§ GOAL
Copy each of the following records verbatim, reproducing every line without alteration.

§ ITEMS
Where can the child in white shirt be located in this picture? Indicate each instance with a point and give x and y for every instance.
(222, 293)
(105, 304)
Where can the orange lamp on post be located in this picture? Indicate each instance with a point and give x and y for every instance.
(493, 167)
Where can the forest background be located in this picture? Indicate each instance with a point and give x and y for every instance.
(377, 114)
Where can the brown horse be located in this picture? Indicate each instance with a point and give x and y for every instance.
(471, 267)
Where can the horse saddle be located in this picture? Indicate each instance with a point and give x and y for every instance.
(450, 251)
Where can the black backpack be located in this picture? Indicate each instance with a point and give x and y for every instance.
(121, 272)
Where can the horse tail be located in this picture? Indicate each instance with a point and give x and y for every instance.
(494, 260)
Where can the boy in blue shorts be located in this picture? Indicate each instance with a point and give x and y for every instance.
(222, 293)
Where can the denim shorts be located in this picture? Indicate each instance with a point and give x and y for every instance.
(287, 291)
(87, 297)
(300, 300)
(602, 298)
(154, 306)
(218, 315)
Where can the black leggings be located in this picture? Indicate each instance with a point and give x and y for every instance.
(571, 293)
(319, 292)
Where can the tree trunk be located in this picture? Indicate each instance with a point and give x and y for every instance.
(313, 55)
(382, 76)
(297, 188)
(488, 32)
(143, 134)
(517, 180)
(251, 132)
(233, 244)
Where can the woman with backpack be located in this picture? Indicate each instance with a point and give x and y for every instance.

§ OUTPUT FOR THIS TASK
Where can the child in white shirt be located in this picture? Indicate each instance with a point and give x and y for every instance.
(222, 293)
(105, 304)
Where can the orange lamp on post be located in this picture? Indicate each instance with a point and give x and y for every instance.
(493, 167)
Where can the forest background be located in this picture? Indicate each instance with a point and give x and y for every instance.
(377, 114)
Where can the brown horse be located in this picture? Indicate each instance with a point and give x and y for every instance.
(471, 267)
Where can the horse saddle be located in this picture? Indicate each instance with a point and give x and y for every instance.
(450, 251)
Where can the black backpack be located in this picture? Indicate each instance with a point and give x and y for every instance.
(121, 272)
Where can the horse tail be located in this picture? Indicate each instance with a point and give x and y for every instance.
(494, 260)
Where can the boy in blue shorts be located in this picture? Indicate each instance with a point and give x and y for every instance.
(222, 293)
Where can the denim shorts be located in this picture? Indicate each instance with a point and give x and y for every instance.
(287, 291)
(87, 297)
(300, 300)
(602, 298)
(154, 306)
(218, 315)
Where can the black leggings be located in this picture? Indicate each instance with a point and give x and y for every instance.
(571, 293)
(319, 292)
Where can the tree trunk be located in this picture? Indicate each instance with a point and give x and y for every instance.
(313, 55)
(382, 76)
(297, 188)
(488, 32)
(143, 134)
(517, 180)
(251, 132)
(233, 244)
Where can the woman with backpack be located in this picture? Indicate each instance with a point and give x and y for every instance.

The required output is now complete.